## TRECHO DE ORIGEM

┄┄┄┄┄┄┄┄┄┄

Existe, atualmente, no ensino superior a prevalência no ensino de habilidades técnicas específicas e a demanda por um aprofundamento que reduz as possibilidades de criação e de inovação tanto por discentes quanto docentes (Fragelli & Fragelli, 2017b). A prática corrente tem sido pautada em conteúdos, técnicas e saberes pré-determinados. Rogers (1983) retrata a educação tradicional como um espaço onde entende-se que os únicos detentores de conhecimento são os professores, que, por consequência detêm o poder e dominam seus estudantes através da autoridade e do medo. Não há confiança nos estudantes e em suas habilidades, dessa forma, o principal recurso pedagógico utilizado é a instrução verbal proferida pelo professor. O conhecimento dos estudantes é medido por exames e há apenas interesse pelo intelecto. Esse último aspecto é especificamente criticado pelo autor, uma vez que ele considera fundamental que a educação compreenda e trabalhe com a pessoa inteira, a partir de uma reconstrução da experiência, significa que tal reconstrução deve ser realizada pelo próprio sujeito. Sendo necessário romper as barreiras que o isolam do mundo através de uma reorganização do que aquela pessoa entende como seus valores, atitudes e a própria concepção de si (Rogers, 1997). A partir disso, a pessoa se envolve de maneira ativa em sua construção de conhecimento, exercendo sua autonomia na busca por aprendizagens significativas.

É crescente a busca por novas formas de se estabelecerem os processos de construção de conhecimentos e de desenvolvimento pessoal e profissional de estudantes bem como de docentes no ensino superior (Nordal et al., 2015). O termo Pedagogia Inovadora tem sido utilizado para se referir a uma nova proposta educacional que, em alguns espaços, ainda está bastante atrelado a inovações tecnológicas estritas ao sentido digital. Ribeiro e colaboradores (2014) explicam que, apesar de poderem se utilizar de novas tecnologias como meio, o objetivo das práticas inovadoras reside na “aprendizagem numa dimensão emancipatória dos sujeitos e que responda aos desafios postos por esse contexto em ebulição em que estamos vivendo” (p. 15), com uma nova forma de se pensar sobre e construir conhecimentos, bem como de se estabelecer relações e adotar posturas.

A prevalência da transmissão de conteúdo em sala de aula tende a resultar em isolamento e baixo rendimento dos estudantes, reduzido o desenvolvimento de habilidades de estudo e, também, de atitudes éticas, empáticas, de responsabilidade social e adaptabilidade (Fragelli & Fragelli, 2016a). Tal prática pedagógica tem perdido seu protagonismo no ensino superior, devendo ser combinada com diferentes metodologias que demandem e estimulem a aprendizagem ativa e a autonomia discente, enfatizando a responsabilidade por seu aprendizado (López, 2017).

┄┄┄┄┄┄┄┄┄┄

## TAREFA PROPOSTA 1
Passe para o inglês esta frase do texto sobre o ensino superior: "A prática corrente tem sido pautada em conteúdos, técnicas e saberes pré-determinados."
## TAREFA PROPOSTA 2
Dê seguimento ao texto sobre o ensino superior, começando logo depois da última frase dele.
O material é independente do texto sobre o ensino superior.

┄┄┄┄┄┄┄┄┄┄

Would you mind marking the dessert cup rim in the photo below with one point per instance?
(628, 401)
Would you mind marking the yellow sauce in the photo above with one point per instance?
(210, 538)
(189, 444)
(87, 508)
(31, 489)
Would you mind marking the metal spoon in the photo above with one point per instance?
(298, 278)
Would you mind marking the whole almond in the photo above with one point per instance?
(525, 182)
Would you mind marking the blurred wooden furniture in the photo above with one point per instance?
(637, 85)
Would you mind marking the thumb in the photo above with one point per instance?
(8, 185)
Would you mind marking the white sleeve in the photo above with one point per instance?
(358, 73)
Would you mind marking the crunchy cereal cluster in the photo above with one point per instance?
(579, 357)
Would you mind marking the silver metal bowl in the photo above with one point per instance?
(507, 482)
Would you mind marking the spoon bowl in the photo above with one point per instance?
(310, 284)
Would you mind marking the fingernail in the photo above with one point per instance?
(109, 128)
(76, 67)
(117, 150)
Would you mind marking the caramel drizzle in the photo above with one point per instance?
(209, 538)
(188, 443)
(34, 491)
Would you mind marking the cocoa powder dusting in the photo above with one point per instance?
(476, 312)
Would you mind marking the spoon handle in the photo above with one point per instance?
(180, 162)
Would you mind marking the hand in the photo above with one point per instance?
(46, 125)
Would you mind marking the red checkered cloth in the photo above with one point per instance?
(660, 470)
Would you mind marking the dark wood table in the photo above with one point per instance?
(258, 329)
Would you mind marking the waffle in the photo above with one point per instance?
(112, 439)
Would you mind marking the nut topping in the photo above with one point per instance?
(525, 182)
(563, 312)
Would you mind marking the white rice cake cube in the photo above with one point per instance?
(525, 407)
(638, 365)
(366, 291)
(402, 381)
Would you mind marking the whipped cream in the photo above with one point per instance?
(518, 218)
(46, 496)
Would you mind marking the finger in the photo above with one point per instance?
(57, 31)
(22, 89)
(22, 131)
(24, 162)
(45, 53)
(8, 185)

┄┄┄┄┄┄┄┄┄┄

## RESPOSTA 1
Current practice has been guided by predetermined content, techniques, and knowledge.

## RESPOSTA 2
McCune e Entwistle (2011) defendem a importância de encorajar, em estudantes, o desenvolvimento de uma “vontade de aprender”. E, da mesma forma, promover uma “intenção de ensinar”, de se construir conhecimento significativo e de forma conjunta. A meta, para ambos, deve ser o aprendizado, e não a aprovação. De acordo com pesquisa conduzida por Alhija (2017) com estudantes, o objetivo mais importante a ser alcançado por docentes do ensino superior deveria ser estimular o interesse e a motivação sobre a temática de estudo. A pesquisa também evidenciou que, a respeito do desenvolvimento em longo prazo, a prática docente considerada mais importante é promover capacidades criativas e de pensamento inovador.

Pensando, portanto, em ambientes de ensino e de aprendizagem que possam ser considerados de alta qualidade, abarcando situações como as acima descritas, Hounsell e McCune (2005) envolvem modificações estruturais importantes que englobam aspectos pedagógicos (incluindo currículo, ensino-aprendizagem e avaliação), de suporte à aprendizagem de estudantes e à organização/administração do curso. Entre os vários aspectos elencados pelos pesquisadores em cada elemento desse tripé, destacamos a abertura para direcionamento de estudos de acordo com as singularidades dos sujeitos, incentivando o desenvolvimento da independência.

Além do desenvolvimento de habilidades que permitam que estudantes trilhem e se impliquem em seus processos de construção e conhecimento, é importante que seja estimulada nas licenciaturas a prática da reflexão ao longo e acerca do trabalho acadêmico, participando de maneira consciente e ativa dos processos pedagógicos. O ato de se refletir sobre como se aprende, seus pensamentos e processos, regulando seu percurso de construção de conhecimentos e de desenvolvimento cognitivo é chamado de metacognição. De acordo com Sandall e colaboradores (2014) a metacognição tem muito a agregar aos processos de ensino e de aprendizagem em diferentes contextos, possibilitando que estudantes regulem seus percursos, motivações e comportamentos, estando mais engajados nas disciplinas. Para os autores, as habilidades de metacognição são promovidas a partir de contextos que ensinem e incentivem que estudantes se questionem sobre todo o processo envolvido nas dinâmicas educacionais. Estudos indicam que promover habilidades de reflexão em licenciandos, principalmente em experiências práticas, de maneira individual e coletiva e com feedbacks construtivos, pode impactar de forma bastante positiva o desenvolvimento profissional de futuras/os professores (Körkkö et al., 2016).

A experiência

Durante o primeiro semestre letivo de 2015 foi oferecida a disciplina obrigatória de Perspectivas em Desenvolvimento Humano para estudantes do primeiro semestre de Licenciatura em Pedagogia. Ao longo da disciplina, estudantes e professora fizeram registros acerca dos processos pedagógicos vividos. No início de 2018, a professora entrou em contato por e-mail com a turma – que estava iniciando seu último ano letivo – propondo uma reflexão acerca da trajetória vivida desde o início do curso, marcado também pela disciplina cursada, até a iminente formatura. Duas estudantes demonstraram interesse e são coautoras deste relato.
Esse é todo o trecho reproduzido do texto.